## What the exercise asks
Please format every line of the items below as a numbered list, leaving out the blank lines.

Mask labeling examples:

━━━━━━

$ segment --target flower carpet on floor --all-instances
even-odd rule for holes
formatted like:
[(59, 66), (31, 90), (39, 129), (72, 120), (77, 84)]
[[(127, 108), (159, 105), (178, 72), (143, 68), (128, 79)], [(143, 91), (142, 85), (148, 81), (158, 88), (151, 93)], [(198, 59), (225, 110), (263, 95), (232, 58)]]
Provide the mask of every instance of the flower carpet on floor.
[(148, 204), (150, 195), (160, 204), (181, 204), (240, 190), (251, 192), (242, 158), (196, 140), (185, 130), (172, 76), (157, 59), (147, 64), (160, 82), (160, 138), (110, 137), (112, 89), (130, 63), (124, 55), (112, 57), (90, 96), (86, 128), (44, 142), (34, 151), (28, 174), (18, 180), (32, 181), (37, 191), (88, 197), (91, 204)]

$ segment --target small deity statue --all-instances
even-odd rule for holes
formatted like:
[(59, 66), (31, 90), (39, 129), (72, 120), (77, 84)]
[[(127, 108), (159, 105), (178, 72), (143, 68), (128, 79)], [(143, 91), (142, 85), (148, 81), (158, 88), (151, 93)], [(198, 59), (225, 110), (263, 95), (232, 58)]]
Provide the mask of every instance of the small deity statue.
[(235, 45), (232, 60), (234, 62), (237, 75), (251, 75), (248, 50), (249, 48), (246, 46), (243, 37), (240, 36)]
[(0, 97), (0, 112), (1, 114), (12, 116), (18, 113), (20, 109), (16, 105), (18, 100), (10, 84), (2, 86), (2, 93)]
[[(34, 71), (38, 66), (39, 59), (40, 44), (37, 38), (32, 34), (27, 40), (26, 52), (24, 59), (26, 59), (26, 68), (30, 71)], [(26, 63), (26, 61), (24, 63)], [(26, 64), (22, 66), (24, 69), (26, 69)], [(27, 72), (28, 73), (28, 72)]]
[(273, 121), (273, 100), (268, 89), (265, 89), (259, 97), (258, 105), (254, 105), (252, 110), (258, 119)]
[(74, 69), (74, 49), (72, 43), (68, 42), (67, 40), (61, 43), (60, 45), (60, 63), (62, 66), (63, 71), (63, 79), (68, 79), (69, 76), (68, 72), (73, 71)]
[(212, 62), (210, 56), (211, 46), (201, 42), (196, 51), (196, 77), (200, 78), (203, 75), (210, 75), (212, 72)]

━━━━━━

## Full answer
1. $ segment --target flower carpet on floor --all-instances
2. even-odd rule for holes
3. formatted like:
4. [(59, 66), (31, 90), (39, 129), (72, 120), (77, 84)]
5. [[(127, 108), (159, 105), (178, 72), (143, 68), (128, 79)], [(143, 91), (142, 85), (148, 81), (158, 88), (151, 93)], [(198, 59), (225, 110), (263, 95), (232, 58)]]
6. Provide the mask of every instance of the flower carpet on floor.
7. [(148, 204), (150, 195), (160, 204), (181, 204), (240, 190), (251, 192), (242, 158), (196, 140), (185, 130), (172, 76), (157, 59), (147, 64), (160, 82), (160, 138), (110, 137), (112, 89), (130, 63), (124, 55), (112, 57), (90, 96), (86, 128), (44, 142), (34, 151), (28, 174), (18, 180), (32, 181), (37, 191), (88, 197), (91, 204)]
8. $ segment --target small deity statue --all-instances
9. even-odd rule for holes
10. formatted like:
11. [(59, 66), (31, 90), (39, 129), (72, 120), (77, 84)]
12. [[(127, 108), (159, 105), (178, 72), (143, 68), (128, 79)], [(143, 91), (142, 85), (148, 81), (158, 88), (151, 93)], [(198, 59), (225, 110), (263, 95), (232, 58)]]
13. Provide the mask of every instance of the small deity statue.
14. [(235, 45), (232, 60), (234, 62), (237, 75), (251, 75), (248, 50), (249, 48), (246, 46), (243, 37), (240, 36)]
15. [(0, 97), (0, 112), (1, 114), (12, 116), (18, 113), (20, 109), (16, 105), (18, 100), (10, 84), (2, 86), (2, 93)]
16. [[(34, 71), (38, 66), (39, 59), (40, 44), (37, 38), (32, 34), (27, 40), (26, 52), (24, 59), (26, 59), (26, 68), (30, 71)], [(26, 63), (26, 61), (24, 63)], [(26, 64), (22, 66), (24, 69), (26, 69)], [(27, 72), (28, 73), (28, 72)]]
17. [(273, 121), (273, 100), (268, 89), (265, 89), (259, 97), (258, 105), (254, 105), (252, 110), (258, 119)]
18. [(74, 69), (74, 49), (72, 43), (68, 42), (67, 40), (61, 43), (60, 45), (60, 63), (62, 66), (63, 71), (63, 79), (68, 79), (69, 76), (68, 72), (73, 71)]
19. [(212, 62), (210, 56), (211, 46), (201, 42), (196, 51), (196, 77), (200, 78), (203, 75), (210, 75), (212, 72)]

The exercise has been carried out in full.